Source data –
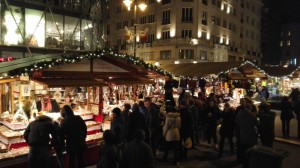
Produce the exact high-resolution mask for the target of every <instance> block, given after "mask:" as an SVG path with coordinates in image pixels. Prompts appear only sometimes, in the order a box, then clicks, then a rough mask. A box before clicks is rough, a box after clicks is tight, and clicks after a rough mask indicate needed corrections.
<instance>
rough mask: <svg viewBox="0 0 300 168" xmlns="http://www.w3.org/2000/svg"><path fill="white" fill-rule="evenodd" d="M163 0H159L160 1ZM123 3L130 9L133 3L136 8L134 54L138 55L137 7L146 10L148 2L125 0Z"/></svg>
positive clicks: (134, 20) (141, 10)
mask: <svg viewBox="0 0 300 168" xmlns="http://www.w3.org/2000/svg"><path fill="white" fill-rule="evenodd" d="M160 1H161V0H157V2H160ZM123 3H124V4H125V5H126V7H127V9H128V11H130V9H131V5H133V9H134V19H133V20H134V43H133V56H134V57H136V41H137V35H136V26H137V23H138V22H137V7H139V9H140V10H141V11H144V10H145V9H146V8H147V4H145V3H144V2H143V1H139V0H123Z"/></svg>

==

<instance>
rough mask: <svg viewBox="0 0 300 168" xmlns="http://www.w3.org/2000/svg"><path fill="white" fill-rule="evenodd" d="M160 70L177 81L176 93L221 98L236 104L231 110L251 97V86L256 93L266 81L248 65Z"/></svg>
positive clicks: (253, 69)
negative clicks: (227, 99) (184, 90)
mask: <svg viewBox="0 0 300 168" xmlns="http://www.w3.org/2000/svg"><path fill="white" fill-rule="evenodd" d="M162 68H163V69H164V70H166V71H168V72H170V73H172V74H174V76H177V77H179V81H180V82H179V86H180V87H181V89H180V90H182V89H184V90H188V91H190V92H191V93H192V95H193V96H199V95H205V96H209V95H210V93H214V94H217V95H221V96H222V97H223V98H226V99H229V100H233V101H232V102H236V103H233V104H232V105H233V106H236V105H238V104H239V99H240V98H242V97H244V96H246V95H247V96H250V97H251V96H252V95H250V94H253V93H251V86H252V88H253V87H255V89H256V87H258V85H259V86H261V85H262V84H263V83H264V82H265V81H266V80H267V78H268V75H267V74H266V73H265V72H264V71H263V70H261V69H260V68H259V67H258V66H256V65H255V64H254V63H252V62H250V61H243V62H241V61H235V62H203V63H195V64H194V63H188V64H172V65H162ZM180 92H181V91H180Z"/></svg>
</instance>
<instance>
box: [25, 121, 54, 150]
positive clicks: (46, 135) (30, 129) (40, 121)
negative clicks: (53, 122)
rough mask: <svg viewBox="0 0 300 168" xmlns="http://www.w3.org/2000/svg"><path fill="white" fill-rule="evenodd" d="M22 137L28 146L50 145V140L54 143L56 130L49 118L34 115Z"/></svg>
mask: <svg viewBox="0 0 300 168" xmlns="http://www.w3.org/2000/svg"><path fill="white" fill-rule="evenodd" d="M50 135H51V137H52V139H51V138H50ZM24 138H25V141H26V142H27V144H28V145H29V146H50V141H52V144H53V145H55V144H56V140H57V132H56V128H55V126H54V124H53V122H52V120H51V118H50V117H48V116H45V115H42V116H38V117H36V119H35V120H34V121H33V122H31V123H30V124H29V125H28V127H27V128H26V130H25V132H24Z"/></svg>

Instruction – Copy the listing lines verbatim, beginning at the line that contains "</instance>" and stopping after the line that contains "137L28 146L50 145V140L54".

Task solution –
</instance>
<instance>
box: [25, 121, 54, 150]
positive clicks: (46, 135) (30, 129) (40, 121)
negative clicks: (53, 122)
rough mask: <svg viewBox="0 0 300 168" xmlns="http://www.w3.org/2000/svg"><path fill="white" fill-rule="evenodd" d="M22 137L28 146L50 145V140L54 143L56 130L49 118L34 115Z"/></svg>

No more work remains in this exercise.